* _GIVEN TASK_
Recast every line of the entries below as a numbered list, omitting any blank lines.

+ + + + + + +

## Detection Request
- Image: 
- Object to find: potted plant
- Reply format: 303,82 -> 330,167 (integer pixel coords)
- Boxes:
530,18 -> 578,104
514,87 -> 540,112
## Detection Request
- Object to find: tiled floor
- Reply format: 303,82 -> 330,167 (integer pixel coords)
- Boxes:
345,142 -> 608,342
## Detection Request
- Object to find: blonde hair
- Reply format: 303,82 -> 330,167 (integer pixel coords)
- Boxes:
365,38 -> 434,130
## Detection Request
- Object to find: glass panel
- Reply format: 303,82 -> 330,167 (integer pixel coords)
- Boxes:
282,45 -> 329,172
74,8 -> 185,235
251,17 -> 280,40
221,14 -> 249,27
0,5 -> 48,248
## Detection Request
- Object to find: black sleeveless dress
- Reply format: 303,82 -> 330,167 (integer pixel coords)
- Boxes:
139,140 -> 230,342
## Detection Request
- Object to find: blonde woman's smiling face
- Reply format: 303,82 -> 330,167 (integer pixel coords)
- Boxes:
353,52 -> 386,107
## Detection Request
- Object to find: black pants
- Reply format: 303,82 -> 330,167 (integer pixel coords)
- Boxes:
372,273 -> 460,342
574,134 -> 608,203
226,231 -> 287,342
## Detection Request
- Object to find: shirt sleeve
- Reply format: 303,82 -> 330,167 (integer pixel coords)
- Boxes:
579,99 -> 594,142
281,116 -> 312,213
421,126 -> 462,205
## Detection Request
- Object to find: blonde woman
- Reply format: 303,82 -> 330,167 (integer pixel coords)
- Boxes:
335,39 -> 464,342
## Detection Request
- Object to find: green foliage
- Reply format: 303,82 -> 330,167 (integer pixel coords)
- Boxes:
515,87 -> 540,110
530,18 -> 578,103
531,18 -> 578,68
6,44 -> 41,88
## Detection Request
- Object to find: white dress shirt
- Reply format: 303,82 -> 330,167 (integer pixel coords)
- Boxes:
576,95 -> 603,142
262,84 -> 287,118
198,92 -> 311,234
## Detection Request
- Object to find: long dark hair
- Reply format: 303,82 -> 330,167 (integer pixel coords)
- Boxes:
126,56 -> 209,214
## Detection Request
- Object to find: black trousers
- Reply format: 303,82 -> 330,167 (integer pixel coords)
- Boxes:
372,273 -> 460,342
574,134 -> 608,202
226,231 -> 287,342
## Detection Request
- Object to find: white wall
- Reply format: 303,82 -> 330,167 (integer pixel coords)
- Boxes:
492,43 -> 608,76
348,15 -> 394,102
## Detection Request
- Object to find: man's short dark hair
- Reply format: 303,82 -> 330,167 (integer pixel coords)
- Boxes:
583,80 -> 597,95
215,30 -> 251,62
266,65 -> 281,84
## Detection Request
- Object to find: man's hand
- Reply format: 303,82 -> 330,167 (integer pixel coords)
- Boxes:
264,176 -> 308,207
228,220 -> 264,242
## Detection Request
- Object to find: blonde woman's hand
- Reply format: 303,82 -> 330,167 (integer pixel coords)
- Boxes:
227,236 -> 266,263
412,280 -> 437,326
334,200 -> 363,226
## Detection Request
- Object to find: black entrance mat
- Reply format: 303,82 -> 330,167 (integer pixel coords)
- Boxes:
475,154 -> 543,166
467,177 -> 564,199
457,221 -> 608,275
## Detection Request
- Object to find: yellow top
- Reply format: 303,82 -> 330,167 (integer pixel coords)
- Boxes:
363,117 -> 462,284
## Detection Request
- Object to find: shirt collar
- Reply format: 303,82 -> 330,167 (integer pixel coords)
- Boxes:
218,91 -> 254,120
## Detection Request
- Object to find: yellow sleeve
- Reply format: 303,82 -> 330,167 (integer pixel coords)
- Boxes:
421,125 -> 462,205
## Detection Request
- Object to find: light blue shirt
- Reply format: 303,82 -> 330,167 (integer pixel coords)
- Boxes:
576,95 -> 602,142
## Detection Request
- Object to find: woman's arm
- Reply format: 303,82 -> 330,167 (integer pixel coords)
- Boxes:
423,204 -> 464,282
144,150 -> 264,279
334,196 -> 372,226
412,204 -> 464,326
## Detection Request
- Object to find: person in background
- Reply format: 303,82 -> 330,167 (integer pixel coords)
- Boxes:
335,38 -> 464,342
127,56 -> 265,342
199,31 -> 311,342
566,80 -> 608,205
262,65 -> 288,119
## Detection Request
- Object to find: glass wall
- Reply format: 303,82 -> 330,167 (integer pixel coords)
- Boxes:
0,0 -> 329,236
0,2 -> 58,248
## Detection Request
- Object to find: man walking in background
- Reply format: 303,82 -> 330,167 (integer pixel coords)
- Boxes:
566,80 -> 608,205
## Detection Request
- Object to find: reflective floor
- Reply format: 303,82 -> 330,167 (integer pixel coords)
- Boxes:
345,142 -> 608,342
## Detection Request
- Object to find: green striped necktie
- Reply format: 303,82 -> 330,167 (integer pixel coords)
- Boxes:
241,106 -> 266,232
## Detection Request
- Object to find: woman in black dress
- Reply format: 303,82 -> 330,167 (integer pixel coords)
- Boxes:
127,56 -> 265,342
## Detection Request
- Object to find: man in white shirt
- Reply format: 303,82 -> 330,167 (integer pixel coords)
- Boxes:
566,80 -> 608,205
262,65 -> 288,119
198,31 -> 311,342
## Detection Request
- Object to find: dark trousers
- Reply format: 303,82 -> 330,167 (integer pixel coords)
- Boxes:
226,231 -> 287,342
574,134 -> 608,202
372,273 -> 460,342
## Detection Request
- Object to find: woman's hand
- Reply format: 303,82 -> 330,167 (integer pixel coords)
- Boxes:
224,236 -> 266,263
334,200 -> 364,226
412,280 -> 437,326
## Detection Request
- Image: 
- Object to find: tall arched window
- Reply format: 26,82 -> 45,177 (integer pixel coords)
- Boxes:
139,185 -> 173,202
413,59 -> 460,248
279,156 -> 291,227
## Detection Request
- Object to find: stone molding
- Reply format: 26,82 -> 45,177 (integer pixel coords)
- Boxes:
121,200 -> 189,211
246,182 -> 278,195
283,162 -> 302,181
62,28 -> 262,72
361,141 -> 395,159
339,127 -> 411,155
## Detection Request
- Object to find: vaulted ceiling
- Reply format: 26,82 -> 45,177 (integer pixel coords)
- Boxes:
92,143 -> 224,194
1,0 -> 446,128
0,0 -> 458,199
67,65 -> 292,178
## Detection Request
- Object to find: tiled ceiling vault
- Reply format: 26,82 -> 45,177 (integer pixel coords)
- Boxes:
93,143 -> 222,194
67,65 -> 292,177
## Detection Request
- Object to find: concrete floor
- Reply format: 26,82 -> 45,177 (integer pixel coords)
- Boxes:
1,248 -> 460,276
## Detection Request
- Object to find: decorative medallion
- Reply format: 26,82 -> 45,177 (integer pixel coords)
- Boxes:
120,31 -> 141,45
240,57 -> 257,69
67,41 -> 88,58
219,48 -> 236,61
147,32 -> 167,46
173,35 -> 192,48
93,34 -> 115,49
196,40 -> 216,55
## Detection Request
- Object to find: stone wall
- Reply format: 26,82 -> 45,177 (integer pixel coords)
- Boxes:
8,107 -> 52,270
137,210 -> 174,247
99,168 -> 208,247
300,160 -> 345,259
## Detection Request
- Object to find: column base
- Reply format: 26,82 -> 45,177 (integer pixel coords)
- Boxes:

+ + + + + + +

* _SOLVED PROBLEM_
1. ## Detection Request
2. - Image: 
3. - Object to find: potted plant
4. - Reply format: 303,82 -> 330,167 (integer pixel coords)
5. - Boxes:
6. 530,18 -> 578,104
7. 514,87 -> 540,112
8. ## Detection Request
9. - Object to find: tiled floor
10. - Reply format: 303,82 -> 330,167 (integer pixel coords)
11. - Boxes:
12. 345,142 -> 608,342
13. ## Detection Request
14. - Object to find: blonde hair
15. - Reply format: 303,82 -> 330,167 (integer pixel coords)
16. - Boxes:
17. 365,38 -> 434,130
18. ## Detection Request
19. - Object to find: glass panel
20. - Reply format: 303,82 -> 330,167 (integer pixel coords)
21. - Boxes:
22. 282,45 -> 329,172
23. 74,8 -> 185,235
24. 251,17 -> 280,40
25. 221,14 -> 249,27
26. 0,5 -> 48,248
27. ## Detection Request
28. - Object to find: black sleeveless dress
29. - Reply format: 303,82 -> 330,167 (integer pixel coords)
30. - Boxes:
31. 139,140 -> 230,342
32. ## Detection Request
33. - Object to find: blonde woman's smiling face
34. - Reply format: 303,82 -> 330,167 (integer pixel coords)
35. - Boxes:
36. 353,52 -> 386,107
37. ## Detection Request
38. - Object to find: black pants
39. - Reply format: 303,82 -> 330,167 (integer pixel coords)
40. - Boxes:
41. 372,273 -> 460,342
42. 574,134 -> 608,203
43. 226,231 -> 287,342
44. ## Detection Request
45. - Object to find: shirt sleeve
46. - Reply format: 303,82 -> 330,167 (integer pixel coords)
47. - Boxes:
48. 579,99 -> 594,142
49. 281,116 -> 312,213
50. 421,126 -> 462,205
51. ## Detection Request
52. - Object to find: blonde woman
53. - Reply format: 303,82 -> 330,167 (integer pixel coords)
54. - Boxes:
55. 335,39 -> 464,342
56. ## Detection Request
57. - Object to find: green foliage
58. - Reply format: 303,82 -> 330,167 (integer pixel coords)
59. - Boxes:
60. 515,87 -> 540,110
61. 530,18 -> 578,103
62. 531,18 -> 578,68
63. 6,44 -> 41,88
64. ## Detection Request
65. - Object to find: white dress shirt
66. - Reply format: 303,82 -> 330,167 (integer pixel coords)
67. - Boxes:
68. 576,95 -> 603,142
69. 262,84 -> 287,118
70. 198,92 -> 311,234
71. ## Detection Request
72. - Object to find: long dark hair
73. - Reply format: 303,82 -> 330,167 (integer pixel coords)
74. - Boxes:
75. 126,56 -> 209,214
76. ## Detection Request
77. - Object to find: black trousers
78. - Reply format: 303,82 -> 330,167 (integer pixel coords)
79. - Boxes:
80. 372,273 -> 460,342
81. 574,134 -> 608,202
82. 226,231 -> 287,342
83. ## Detection Request
84. - Object to find: white wall
85. - Reply format: 303,82 -> 330,167 (integer pixel coords)
86. - Boxes:
87. 492,43 -> 608,76
88. 348,15 -> 394,102
89. ## Detection Request
90. - Object to find: man's short dark hair
91. - Reply format: 303,82 -> 330,167 (integer pixel coords)
92. - Boxes:
93. 583,80 -> 597,95
94. 215,30 -> 251,62
95. 266,65 -> 281,84
96. ## Detection Request
97. - Object to find: man's hand
98. - Reply format: 303,82 -> 330,167 (integer pixel coords)
99. - Boxes:
100. 264,176 -> 308,207
101. 228,220 -> 264,242
102. ## Detection Request
103. - Object to find: blonde woman's hand
104. - Reply format: 303,82 -> 330,167 (integer pixel coords)
105. - Boxes:
106. 227,236 -> 266,263
107. 412,280 -> 437,326
108. 334,200 -> 363,226
109. ## Detection Request
110. - Object to find: black entrance mat
111. - Reply format: 303,82 -> 330,167 (integer pixel coords)
112. - Boxes:
113. 475,154 -> 543,166
114. 467,177 -> 564,199
115. 457,221 -> 608,275
116. ## Detection Request
117. - Object to find: yellow top
118. - Reply format: 303,82 -> 330,167 (integer pixel coords)
119. - Boxes:
120. 363,117 -> 462,284
121. ## Detection Request
122. - Object to find: shirt collar
123. - Reply format: 303,82 -> 330,167 (integer pixel coords)
124. - Boxes:
125. 218,91 -> 254,120
126. ## Detection Request
127. - Object to find: yellow sleeve
128. - Reply format: 303,82 -> 330,167 (integer pixel coords)
129. - Boxes:
130. 421,125 -> 462,205
131. ## Detection Request
132. - Object to find: light blue shirt
133. - Reply format: 303,82 -> 330,167 (integer pixel coords)
134. - Boxes:
135. 576,95 -> 602,142
136. ## Detection Request
137. - Object to find: woman's arm
138. - Reply format: 303,82 -> 330,167 (integer pixel coords)
139. - Boxes:
140. 423,204 -> 464,282
141. 144,150 -> 264,279
142. 334,196 -> 372,226
143. 412,204 -> 464,326
144. ## Detection Request
145. - Object to find: person in background
146. - Reply format: 303,82 -> 330,167 (integer pixel coords)
147. - Boxes:
148. 335,38 -> 464,342
149. 127,56 -> 265,342
150. 199,31 -> 311,342
151. 566,80 -> 608,205
152. 262,65 -> 288,119
153. ## Detection Request
154. - Object to find: glass wall
155. - Reply format: 303,82 -> 330,167 (integer pixel coords)
156. - Boxes:
157. 0,0 -> 329,236
158. 0,2 -> 58,248
159. ## Detection Request
160. - Object to find: man walking in background
161. - Reply format: 303,82 -> 330,167 (integer pixel coords)
162. - Boxes:
163. 566,80 -> 608,205
164. ## Detection Request
165. - Object to find: reflective floor
166. - Reply format: 303,82 -> 330,167 (integer pixel coords)
167. - Boxes:
168. 345,142 -> 608,342
169. ## Detection Request
170. - Object to find: green striped necktie
171. - Reply format: 303,82 -> 330,167 (integer pixel coords)
172. - Boxes:
173. 241,106 -> 266,232
174. ## Detection Request
175. - Object to find: woman in black dress
176. - Reply format: 303,82 -> 330,167 (integer pixel coords)
177. - Boxes:
178. 127,56 -> 265,342
179. ## Detection Request
180. - Object to find: man in white shirt
181. - Reply format: 303,82 -> 330,167 (integer pixel coords)
182. - Boxes:
183. 566,80 -> 608,205
184. 262,65 -> 288,119
185. 198,31 -> 311,342
186. ## Detection Request
187. - Object to find: dark trousers
188. - Reply format: 303,82 -> 330,167 (integer pixel coords)
189. - Boxes:
190. 226,231 -> 287,342
191. 574,134 -> 608,202
192. 372,273 -> 460,342
193. ## Detection Request
194. - Object to find: woman's hand
195. - Reply format: 303,82 -> 330,167 (integer pixel coords)
196. - Boxes:
197. 224,236 -> 266,263
198. 334,200 -> 364,226
199. 412,280 -> 437,326
200. ## Detection Request
201. - Image: 
202. - Object to find: tall arched window
203. - Reply format: 26,82 -> 45,177 (integer pixel coords)
204. - Boxes:
205. 139,185 -> 173,202
206. 413,59 -> 460,248
207. 279,156 -> 291,227
208. ## Detection Request
209. - Object to find: stone molding
210. - Reply format: 26,82 -> 45,177 (integer pixel coords)
211. - Boxes:
212. 121,200 -> 189,211
213. 246,182 -> 278,195
214. 283,162 -> 302,181
215. 62,28 -> 262,72
216. 361,141 -> 395,159
217. 339,127 -> 411,155
218. ## Detection Request
219. - Object to find: vaulted ceiling
220. - Reply format: 26,82 -> 45,177 (integer pixel coords)
221. - Boxes:
222. 92,143 -> 224,194
223. 1,0 -> 446,128
224. 0,0 -> 458,199
225. 67,65 -> 292,178
226. ## Detection Request
227. - Object to find: tiled ceiling vault
228. - Reply format: 26,82 -> 45,177 (integer pixel coords)
229. - Boxes:
230. 93,143 -> 222,194
231. 67,65 -> 292,177
232. ## Detection Request
233. - Object to find: concrete floor
234. - Reply format: 26,82 -> 45,177 (integer pixel coords)
235. - Boxes:
236. 1,248 -> 460,276
237. ## Detection Request
238. - Object to find: decorative medallion
239. - Reply format: 26,82 -> 45,177 (integer pixel coords)
240. - Boxes:
241. 120,31 -> 141,45
242. 240,57 -> 257,69
243. 67,41 -> 88,58
244. 219,48 -> 236,61
245. 147,32 -> 167,46
246. 173,35 -> 192,48
247. 93,34 -> 115,49
248. 196,40 -> 216,55
249. ## Detection Request
250. - Object to find: stone wall
251. - Reply format: 26,82 -> 45,177 (integer pixel coords)
252. - Boxes:
253. 8,107 -> 52,270
254. 137,210 -> 174,247
255. 99,168 -> 208,247
256. 300,160 -> 345,259
257. ## Detection Request
258. - Object to find: column base
259. - Reply format: 26,82 -> 45,177 (integer pixel coords)
260. - Boxes:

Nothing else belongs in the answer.